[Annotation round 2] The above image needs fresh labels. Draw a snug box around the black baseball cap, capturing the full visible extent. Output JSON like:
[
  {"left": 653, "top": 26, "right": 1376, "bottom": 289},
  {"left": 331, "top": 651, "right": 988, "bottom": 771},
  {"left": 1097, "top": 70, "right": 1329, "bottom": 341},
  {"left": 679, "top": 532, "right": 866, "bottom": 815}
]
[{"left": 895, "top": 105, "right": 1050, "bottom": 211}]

━━━━━━━━━━━━━━━━━━━━━━━━━━━━━━

Gib sämtliche obigen Datensätze Zeile für Zeile unverändert wieder.

** ERGEBNIS **
[Annotation round 2] The above image needs fresh labels. Draw a snug box around the black baseball cap, capturing the full visible extent. Output JSON like:
[
  {"left": 653, "top": 26, "right": 1376, "bottom": 289},
  {"left": 331, "top": 651, "right": 988, "bottom": 771},
  {"left": 1097, "top": 70, "right": 1329, "bottom": 341},
  {"left": 679, "top": 532, "right": 866, "bottom": 815}
]
[{"left": 895, "top": 105, "right": 1050, "bottom": 211}]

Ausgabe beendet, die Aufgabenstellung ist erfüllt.